◆ What you need to do ◆
Take from the data every line in which the word "below" is found.

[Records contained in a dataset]

+++

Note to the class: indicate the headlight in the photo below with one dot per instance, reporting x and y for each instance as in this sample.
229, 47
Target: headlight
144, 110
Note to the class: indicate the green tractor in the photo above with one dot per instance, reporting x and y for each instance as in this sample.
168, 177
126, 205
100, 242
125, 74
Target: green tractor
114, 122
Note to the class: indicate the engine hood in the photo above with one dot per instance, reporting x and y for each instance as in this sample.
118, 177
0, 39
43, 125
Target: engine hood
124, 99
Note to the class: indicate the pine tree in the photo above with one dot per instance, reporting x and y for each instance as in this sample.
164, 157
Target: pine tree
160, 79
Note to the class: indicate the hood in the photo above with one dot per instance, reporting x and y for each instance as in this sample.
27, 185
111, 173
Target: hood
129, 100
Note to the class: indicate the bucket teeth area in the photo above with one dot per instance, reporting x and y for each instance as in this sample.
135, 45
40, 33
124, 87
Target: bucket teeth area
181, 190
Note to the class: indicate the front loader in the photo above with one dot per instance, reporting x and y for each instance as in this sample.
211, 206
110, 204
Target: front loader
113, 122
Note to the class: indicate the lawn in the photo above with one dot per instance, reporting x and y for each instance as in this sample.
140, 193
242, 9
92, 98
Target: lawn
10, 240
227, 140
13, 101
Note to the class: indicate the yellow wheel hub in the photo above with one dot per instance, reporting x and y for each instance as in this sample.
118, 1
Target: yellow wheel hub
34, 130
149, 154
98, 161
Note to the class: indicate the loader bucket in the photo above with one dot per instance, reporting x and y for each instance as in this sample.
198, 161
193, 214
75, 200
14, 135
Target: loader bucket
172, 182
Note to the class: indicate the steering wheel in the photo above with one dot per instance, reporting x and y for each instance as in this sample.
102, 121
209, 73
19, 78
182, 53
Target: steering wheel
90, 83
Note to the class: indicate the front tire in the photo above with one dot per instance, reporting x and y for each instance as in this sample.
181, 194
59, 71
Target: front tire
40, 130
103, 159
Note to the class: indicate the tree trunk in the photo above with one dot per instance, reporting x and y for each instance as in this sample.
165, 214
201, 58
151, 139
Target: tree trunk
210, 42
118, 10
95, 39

+++

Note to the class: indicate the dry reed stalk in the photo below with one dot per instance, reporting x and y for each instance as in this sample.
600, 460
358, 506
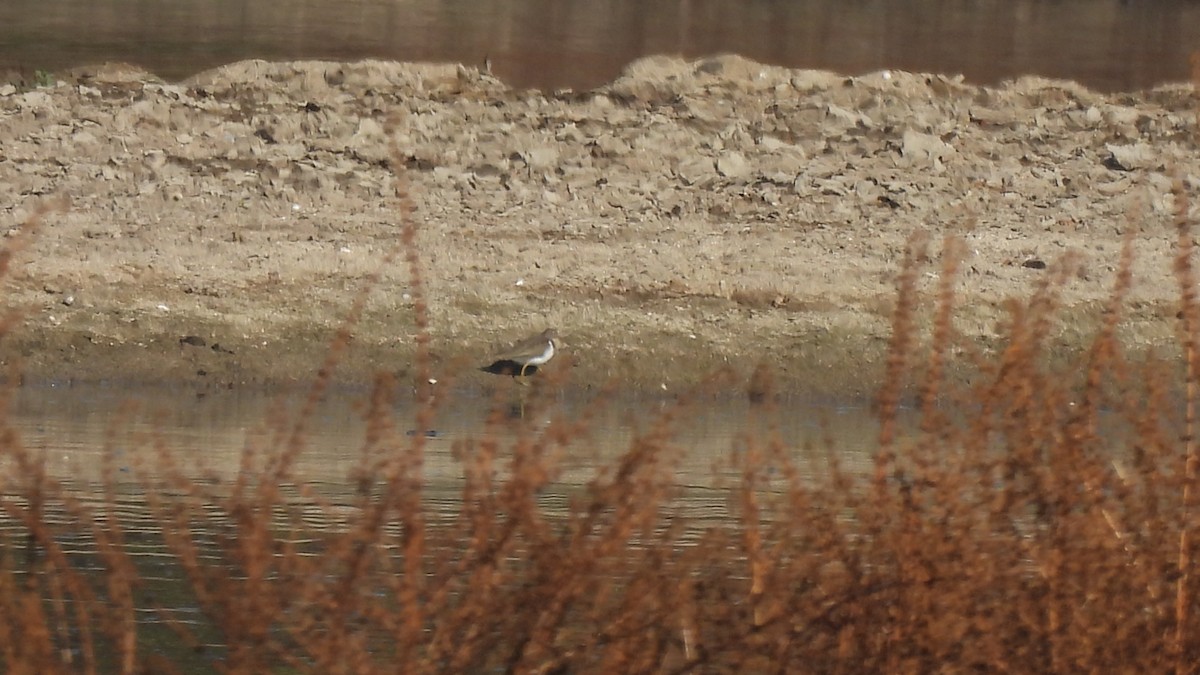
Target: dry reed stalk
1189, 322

+++

◆ Exercise output ◆
Note to the class: indicate the headlight in the photo below with one dot per instance, reporting x and y for each instance as in this sample.
Note to the class: indicate the dry reed stalk in the photo below with one dot per instance, reporting x and y for each instance as in this sample.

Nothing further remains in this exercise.